■ Given task: Present the rows below as a numbered list, leaving out any blank lines.

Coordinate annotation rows
===

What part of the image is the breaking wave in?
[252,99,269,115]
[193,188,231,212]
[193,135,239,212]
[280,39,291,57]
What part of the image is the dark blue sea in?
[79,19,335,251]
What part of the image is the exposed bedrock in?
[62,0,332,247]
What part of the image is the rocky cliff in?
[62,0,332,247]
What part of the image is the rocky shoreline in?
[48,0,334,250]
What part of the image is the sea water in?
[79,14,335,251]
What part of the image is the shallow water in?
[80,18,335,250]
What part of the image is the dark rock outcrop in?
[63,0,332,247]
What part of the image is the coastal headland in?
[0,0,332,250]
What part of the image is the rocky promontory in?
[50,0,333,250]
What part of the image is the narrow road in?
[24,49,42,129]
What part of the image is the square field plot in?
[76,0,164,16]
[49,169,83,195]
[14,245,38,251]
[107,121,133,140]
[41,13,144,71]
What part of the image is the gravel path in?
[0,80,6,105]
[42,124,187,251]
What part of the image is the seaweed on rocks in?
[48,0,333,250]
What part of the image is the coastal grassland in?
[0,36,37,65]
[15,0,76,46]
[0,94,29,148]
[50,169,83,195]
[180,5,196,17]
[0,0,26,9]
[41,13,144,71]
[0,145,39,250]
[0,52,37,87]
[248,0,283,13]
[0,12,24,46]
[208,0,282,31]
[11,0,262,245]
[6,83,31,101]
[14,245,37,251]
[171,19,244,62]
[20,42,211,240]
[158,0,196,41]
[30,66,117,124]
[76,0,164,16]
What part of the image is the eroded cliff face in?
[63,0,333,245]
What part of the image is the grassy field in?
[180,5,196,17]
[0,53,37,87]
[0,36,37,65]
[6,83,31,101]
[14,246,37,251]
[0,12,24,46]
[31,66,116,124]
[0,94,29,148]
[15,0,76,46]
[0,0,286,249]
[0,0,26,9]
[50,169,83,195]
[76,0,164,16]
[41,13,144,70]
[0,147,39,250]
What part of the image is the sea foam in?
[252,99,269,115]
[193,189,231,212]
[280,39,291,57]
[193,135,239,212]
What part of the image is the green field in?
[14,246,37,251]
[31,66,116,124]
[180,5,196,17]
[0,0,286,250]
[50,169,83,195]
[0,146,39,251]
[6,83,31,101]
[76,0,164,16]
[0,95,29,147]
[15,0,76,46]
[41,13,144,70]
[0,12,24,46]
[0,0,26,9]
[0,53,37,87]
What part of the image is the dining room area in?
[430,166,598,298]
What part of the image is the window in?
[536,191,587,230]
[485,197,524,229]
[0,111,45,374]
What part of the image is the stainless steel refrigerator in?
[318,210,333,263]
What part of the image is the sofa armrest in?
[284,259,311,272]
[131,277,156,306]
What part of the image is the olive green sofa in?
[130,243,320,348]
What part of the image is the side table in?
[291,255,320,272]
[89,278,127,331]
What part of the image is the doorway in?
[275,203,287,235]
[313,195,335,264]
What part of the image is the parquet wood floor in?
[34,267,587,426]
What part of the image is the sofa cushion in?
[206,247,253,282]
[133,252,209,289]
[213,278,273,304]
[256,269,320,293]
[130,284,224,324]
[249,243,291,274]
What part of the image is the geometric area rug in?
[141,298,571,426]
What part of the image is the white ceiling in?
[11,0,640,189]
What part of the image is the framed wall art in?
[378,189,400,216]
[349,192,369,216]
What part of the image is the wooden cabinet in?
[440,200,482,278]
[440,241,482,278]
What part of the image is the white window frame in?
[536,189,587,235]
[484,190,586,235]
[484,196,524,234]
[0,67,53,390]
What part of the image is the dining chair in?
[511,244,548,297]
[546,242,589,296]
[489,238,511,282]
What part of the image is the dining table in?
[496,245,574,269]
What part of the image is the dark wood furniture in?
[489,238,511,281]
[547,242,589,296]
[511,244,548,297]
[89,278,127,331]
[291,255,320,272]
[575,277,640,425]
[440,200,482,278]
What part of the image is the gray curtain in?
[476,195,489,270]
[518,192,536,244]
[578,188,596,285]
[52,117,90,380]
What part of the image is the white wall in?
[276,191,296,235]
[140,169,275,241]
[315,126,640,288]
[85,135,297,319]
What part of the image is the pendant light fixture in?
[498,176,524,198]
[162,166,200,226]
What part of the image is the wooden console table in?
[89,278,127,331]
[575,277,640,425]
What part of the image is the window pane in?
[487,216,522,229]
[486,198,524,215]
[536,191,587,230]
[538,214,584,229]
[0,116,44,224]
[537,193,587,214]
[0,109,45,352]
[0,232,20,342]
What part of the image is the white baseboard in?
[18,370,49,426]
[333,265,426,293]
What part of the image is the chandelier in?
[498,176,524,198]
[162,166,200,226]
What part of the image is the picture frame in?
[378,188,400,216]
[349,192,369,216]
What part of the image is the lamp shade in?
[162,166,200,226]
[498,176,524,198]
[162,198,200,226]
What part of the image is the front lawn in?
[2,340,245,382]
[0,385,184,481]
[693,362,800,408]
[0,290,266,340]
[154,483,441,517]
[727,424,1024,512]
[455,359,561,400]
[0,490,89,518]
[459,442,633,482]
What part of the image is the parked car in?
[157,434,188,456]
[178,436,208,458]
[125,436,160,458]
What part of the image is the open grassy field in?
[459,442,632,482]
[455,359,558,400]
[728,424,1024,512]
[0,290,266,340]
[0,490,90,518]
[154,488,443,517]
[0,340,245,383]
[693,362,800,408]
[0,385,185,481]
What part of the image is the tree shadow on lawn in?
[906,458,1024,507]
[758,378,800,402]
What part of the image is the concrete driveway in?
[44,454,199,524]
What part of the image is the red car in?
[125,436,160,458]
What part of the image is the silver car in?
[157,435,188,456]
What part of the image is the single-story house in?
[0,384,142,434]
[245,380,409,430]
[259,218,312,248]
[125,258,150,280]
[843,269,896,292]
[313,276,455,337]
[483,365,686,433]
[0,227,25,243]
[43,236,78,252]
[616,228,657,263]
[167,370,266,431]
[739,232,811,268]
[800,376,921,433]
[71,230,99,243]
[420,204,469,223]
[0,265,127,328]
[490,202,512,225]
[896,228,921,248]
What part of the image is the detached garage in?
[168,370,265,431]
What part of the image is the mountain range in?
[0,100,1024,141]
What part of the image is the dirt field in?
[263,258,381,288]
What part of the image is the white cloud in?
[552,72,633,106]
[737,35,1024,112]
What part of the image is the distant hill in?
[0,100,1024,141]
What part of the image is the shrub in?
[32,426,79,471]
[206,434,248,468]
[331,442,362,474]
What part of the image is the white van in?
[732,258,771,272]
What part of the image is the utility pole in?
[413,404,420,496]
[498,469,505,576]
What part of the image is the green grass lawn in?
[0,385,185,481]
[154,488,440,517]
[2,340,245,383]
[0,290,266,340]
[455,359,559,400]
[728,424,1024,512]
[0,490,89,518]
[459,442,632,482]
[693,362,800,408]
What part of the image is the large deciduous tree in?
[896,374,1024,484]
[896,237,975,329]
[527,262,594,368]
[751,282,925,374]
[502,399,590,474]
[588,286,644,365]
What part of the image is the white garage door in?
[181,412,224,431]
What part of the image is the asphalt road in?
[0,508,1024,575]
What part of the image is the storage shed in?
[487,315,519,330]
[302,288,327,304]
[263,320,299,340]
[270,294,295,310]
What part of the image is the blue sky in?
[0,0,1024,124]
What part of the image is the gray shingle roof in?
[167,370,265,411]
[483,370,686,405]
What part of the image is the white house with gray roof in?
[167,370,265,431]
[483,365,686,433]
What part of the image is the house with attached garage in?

===

■ Output for this task:
1. What part of the image is the breaking wave in?
2. [252,99,269,115]
3. [193,188,231,212]
4. [193,135,239,212]
5. [280,39,291,57]
6. What part of the image is the dark blue sea in?
7. [79,19,335,251]
8. What part of the image is the exposed bedrock in?
9. [62,0,332,247]
10. What part of the image is the rocky cliff in?
11. [62,0,332,247]
12. What part of the image is the rocky shoreline in?
13. [48,0,334,250]
14. What part of the image is the sea water in?
15. [79,14,335,251]
16. What part of the image is the shallow water in?
17. [80,18,335,250]
18. What part of the image is the dark rock outcrop in?
19. [63,0,332,247]
20. What part of the image is the coastal headland in?
21. [0,0,332,250]
22. What part of the image is the rocky promontory in?
23. [50,0,333,250]
24. What part of the image is the narrow road in?
25. [24,49,42,129]
26. What part of the image is the square field plot in?
27. [76,0,164,16]
28. [49,169,83,195]
29. [14,245,38,251]
30. [107,121,133,140]
31. [41,13,144,71]
32. What part of the image is the gravel path in?
33. [0,80,6,105]
34. [42,124,187,251]
35. What part of the image is the seaweed on rocks in?
36. [48,0,333,250]
37. What part of the image is the coastal grassland in?
38. [0,36,37,65]
39. [15,0,76,46]
40. [0,94,29,148]
41. [50,169,83,195]
42. [180,5,196,17]
43. [0,0,26,9]
44. [41,13,144,71]
45. [0,145,39,250]
46. [0,52,37,87]
47. [248,0,283,13]
48. [0,12,24,46]
49. [208,0,282,31]
50. [11,0,262,245]
51. [6,83,31,101]
52. [14,245,37,251]
53. [171,19,244,62]
54. [20,42,211,240]
55. [158,0,196,41]
56. [30,66,117,124]
57. [76,0,164,16]
58. What part of the image is the eroded cliff face in?
59. [63,0,333,245]
60. What part of the image is the grassy field in?
61. [180,5,196,17]
62. [0,53,37,87]
63. [0,36,37,65]
64. [6,83,31,101]
65. [14,246,37,251]
66. [0,12,24,46]
67. [31,66,116,124]
68. [0,94,29,148]
69. [15,0,76,46]
70. [0,0,286,249]
71. [0,0,26,9]
72. [50,169,83,195]
73. [76,0,164,16]
74. [41,13,144,70]
75. [0,147,39,250]
76. What part of the image is the sea foam in?
77. [252,99,269,115]
78. [193,189,231,212]
79. [280,39,291,57]
80. [193,135,239,212]
81. What part of the image is the green field in?
82. [14,246,37,251]
83. [31,66,116,124]
84. [180,5,196,17]
85. [0,0,286,250]
86. [50,169,83,195]
87. [0,146,39,251]
88. [6,83,31,101]
89. [76,0,164,16]
90. [0,95,29,147]
91. [15,0,76,46]
92. [41,13,144,70]
93. [0,12,24,46]
94. [0,0,26,9]
95. [0,53,37,87]
96. What part of the image is the dining room area in?
97. [430,166,598,298]
98. What part of the image is the window in?
99. [536,191,587,230]
100. [485,197,524,229]
101. [0,111,45,374]
102. What part of the image is the stainless steel refrigerator in?
103. [318,210,333,263]
104. What part of the image is the sofa armrest in?
105. [284,259,311,272]
106. [131,277,156,306]
107. What part of the image is the olive green sofa in?
108. [130,243,320,348]
109. What part of the image is the side table in?
110. [291,255,320,272]
111. [89,278,127,331]
112. What part of the image is the doorway in?
113. [275,203,287,235]
114. [313,195,335,264]
115. What part of the image is the parquet wood floor in?
116. [34,267,587,426]
117. What part of the image is the sofa cushion in?
118. [206,247,253,282]
119. [133,252,209,289]
120. [213,278,273,304]
121. [256,269,320,293]
122. [130,284,224,324]
123. [249,243,291,274]
124. What part of the image is the geometric area rug in?
125. [141,298,571,426]
126. What part of the image is the white ceiling in?
127. [11,0,640,189]
128. What part of the image is the framed wall art in?
129. [378,189,400,216]
130. [349,192,369,216]
131. What part of the image is the wooden cabinet in?
132. [440,200,482,278]
133. [440,241,482,278]
134. What part of the image is the white window frame in?
135. [536,189,587,235]
136. [484,190,586,235]
137. [484,196,524,234]
138. [0,67,53,390]
139. What part of the image is the dining chair in?
140. [511,244,548,297]
141. [546,242,589,296]
142. [489,238,511,282]
143. What part of the image is the dining table in?
144. [496,245,574,269]
145. What part of the image is the dark wood furniture in?
146. [489,238,511,281]
147. [547,242,589,296]
148. [511,244,548,297]
149. [89,278,127,331]
150. [291,255,320,272]
151. [575,277,640,425]
152. [440,200,482,278]
153. What part of the image is the gray curtain in?
154. [476,195,489,270]
155. [518,192,536,244]
156. [578,188,596,285]
157. [52,117,90,380]
158. What part of the image is the white wall in?
159. [276,191,296,235]
160. [140,169,275,241]
161. [315,126,640,288]
162. [85,135,297,319]
163. What part of the image is the pendant light fixture in?
164. [498,176,524,198]
165. [162,166,200,226]
166. What part of the image is the wooden console table in?
167. [89,278,127,331]
168. [575,277,640,425]
169. What part of the image is the window pane in?
170. [487,216,522,229]
171. [486,198,524,215]
172. [536,191,587,230]
173. [538,214,584,229]
174. [0,116,44,224]
175. [537,193,587,214]
176. [0,109,45,352]
177. [0,232,20,342]
178. What part of the image is the white baseboard in?
179. [18,370,49,426]
180. [333,265,426,293]
181. What part of the image is the chandelier in?
182. [498,176,524,198]
183. [162,166,200,226]
184. What part of the image is the picture frame in?
185. [378,188,400,216]
186. [349,192,369,216]
187. What part of the image is the lamp shade in?
188. [162,166,200,226]
189. [498,176,524,198]
190. [162,198,200,226]
191. What part of the image is the front lawn in?
192. [2,340,245,382]
193. [0,385,184,481]
194. [693,362,800,408]
195. [0,290,266,340]
196. [154,483,441,517]
197. [727,424,1024,512]
198. [455,359,561,400]
199. [0,490,89,518]
200. [459,442,633,482]
201. What part of the image is the parked car in?
202. [157,434,188,456]
203. [178,436,208,458]
204. [125,436,160,458]
205. What part of the image is the open grassy field in?
206. [459,442,632,482]
207. [455,359,558,400]
208. [728,424,1024,512]
209. [0,290,266,340]
210. [0,490,90,518]
211. [154,488,443,517]
212. [0,340,245,383]
213. [693,362,800,408]
214. [0,385,185,481]
215. What part of the image is the tree shadow on lawn in?
216. [906,458,1024,507]
217. [758,378,800,402]
218. What part of the image is the concrete driveway in?
219. [44,454,199,524]
220. What part of the image is the red car in?
221. [125,436,160,458]
222. What part of the image is the silver car in?
223. [157,435,188,456]
224. What part of the image is the single-story house in?
225. [0,384,142,434]
226. [245,380,409,430]
227. [259,218,312,248]
228. [125,258,150,280]
229. [843,269,896,292]
230. [313,276,455,337]
231. [483,365,686,433]
232. [0,227,25,243]
233. [43,236,78,252]
234. [616,228,657,263]
235. [167,370,266,431]
236. [739,232,811,268]
237. [800,376,921,433]
238. [71,230,99,243]
239. [420,204,469,223]
240. [0,265,127,328]
241. [490,202,512,225]
242. [896,228,921,248]
243. What part of the image is the detached garage in?
244. [168,370,265,431]
245. What part of the image is the mountain range in?
246. [0,100,1024,141]
247. What part of the image is the dirt field in?
248. [263,258,381,288]
249. What part of the image is the white cloud in?
250. [552,72,633,106]
251. [737,35,1024,112]
252. What part of the image is the distant hill in?
253. [0,100,1024,141]
254. What part of the image is the shrub in?
255. [32,426,79,471]
256. [206,434,248,468]
257. [331,442,362,474]
258. What part of the image is the white van in?
259. [732,258,771,272]
260. What part of the image is the utility pole in?
261. [413,404,420,496]
262. [498,469,505,576]
263. What part of the image is the green grass lawn in?
264. [0,385,185,481]
265. [154,488,440,517]
266. [2,340,245,383]
267. [0,290,266,340]
268. [455,359,559,400]
269. [728,424,1024,512]
270. [0,490,89,518]
271. [459,442,632,482]
272. [693,362,800,408]
273. What part of the image is the large deciduous tree in?
274. [896,374,1024,484]
275. [896,237,975,329]
276. [527,262,594,368]
277. [751,282,925,374]
278. [502,399,590,474]
279. [588,286,644,365]
280. What part of the image is the white garage door in?
281. [181,412,224,431]
282. What part of the image is the asphalt road in?
283. [0,508,1024,575]
284. What part of the image is the storage shed in?
285. [487,315,519,330]
286. [302,288,327,304]
287. [263,320,299,340]
288. [270,294,295,310]
289. What part of the image is the blue sky in?
290. [0,0,1024,124]
291. What part of the image is the gray shingle roof in?
292. [167,370,265,411]
293. [483,370,686,405]
294. What part of the image is the white house with gray roof in?
295. [167,370,265,431]
296. [483,365,686,433]
297. What part of the image is the house with attached garage in?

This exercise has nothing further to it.